### STATED EXERCISE
Rewrite every line between the one holding "finds the person" and the one holding "0;0;474;214", inclusive. Offset each bounding-box coordinate in the answers by 78, and leave the rest of the text, including the format samples, unchanged.
-- START DATASET --
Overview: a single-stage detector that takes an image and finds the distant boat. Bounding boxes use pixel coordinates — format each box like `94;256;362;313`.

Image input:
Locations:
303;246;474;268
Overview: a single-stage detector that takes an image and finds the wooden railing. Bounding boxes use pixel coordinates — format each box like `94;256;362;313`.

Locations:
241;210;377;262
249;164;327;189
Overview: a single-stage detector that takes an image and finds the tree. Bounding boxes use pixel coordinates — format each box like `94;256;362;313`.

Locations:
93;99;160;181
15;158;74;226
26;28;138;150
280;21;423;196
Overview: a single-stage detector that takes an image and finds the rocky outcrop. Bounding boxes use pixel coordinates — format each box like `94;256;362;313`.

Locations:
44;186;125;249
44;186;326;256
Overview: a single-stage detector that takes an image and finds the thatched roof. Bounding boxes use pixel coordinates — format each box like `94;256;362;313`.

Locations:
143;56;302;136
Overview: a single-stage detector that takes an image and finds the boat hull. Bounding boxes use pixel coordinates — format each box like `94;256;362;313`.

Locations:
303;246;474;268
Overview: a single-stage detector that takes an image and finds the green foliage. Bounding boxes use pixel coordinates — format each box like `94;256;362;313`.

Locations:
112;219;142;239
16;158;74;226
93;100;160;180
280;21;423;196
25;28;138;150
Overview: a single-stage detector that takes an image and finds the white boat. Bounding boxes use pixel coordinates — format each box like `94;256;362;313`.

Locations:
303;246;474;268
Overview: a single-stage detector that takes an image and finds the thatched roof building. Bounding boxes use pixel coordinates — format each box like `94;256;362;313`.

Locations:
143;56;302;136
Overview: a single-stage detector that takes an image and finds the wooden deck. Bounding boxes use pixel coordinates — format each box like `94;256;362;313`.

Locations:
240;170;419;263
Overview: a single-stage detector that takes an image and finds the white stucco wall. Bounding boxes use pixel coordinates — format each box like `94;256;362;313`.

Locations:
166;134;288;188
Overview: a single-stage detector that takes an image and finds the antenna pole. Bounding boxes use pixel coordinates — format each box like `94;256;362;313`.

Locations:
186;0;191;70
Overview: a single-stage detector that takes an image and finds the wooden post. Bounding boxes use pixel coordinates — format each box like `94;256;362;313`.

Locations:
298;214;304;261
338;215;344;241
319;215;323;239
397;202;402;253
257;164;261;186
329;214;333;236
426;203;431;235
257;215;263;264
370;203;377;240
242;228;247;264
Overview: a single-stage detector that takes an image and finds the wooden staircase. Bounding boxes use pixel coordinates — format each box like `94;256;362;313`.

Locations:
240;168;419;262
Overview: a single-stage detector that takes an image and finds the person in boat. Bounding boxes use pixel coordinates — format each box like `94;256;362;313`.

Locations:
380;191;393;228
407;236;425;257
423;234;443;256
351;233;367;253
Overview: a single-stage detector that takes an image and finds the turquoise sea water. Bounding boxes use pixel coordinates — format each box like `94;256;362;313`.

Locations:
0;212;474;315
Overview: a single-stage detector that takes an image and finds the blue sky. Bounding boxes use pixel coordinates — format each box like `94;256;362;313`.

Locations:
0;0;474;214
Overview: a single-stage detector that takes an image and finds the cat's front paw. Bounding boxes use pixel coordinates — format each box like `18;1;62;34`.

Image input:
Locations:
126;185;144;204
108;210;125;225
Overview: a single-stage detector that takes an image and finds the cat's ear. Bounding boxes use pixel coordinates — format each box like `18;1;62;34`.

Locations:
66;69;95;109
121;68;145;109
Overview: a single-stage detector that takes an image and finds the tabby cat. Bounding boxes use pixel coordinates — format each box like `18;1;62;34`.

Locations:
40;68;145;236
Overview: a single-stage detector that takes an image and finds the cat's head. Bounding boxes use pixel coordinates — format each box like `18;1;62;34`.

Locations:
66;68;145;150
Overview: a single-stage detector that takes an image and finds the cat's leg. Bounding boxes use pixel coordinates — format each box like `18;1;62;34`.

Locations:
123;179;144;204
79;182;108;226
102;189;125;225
-- END DATASET --
### SOLUTION FOR THIS PROBLEM
Overview: a single-stage detector that takes an image and finds the person in boat. Bounding boxes use pixel coordinates — format each box like `94;256;362;313`.

Locations:
458;269;471;306
485;314;503;335
501;312;521;334
429;311;445;331
Overview: a single-stage detector that takes an image and finds the turquoise sea water. Bounding boxes use pixel coordinates — format each box like `94;256;362;313`.

Locations:
78;290;552;393
Overview: a single-stage detector that takes an image and finds the blue sky. Bounding boxes use pixel coordinates — format each box like `94;256;362;313`.

Locations:
78;78;552;292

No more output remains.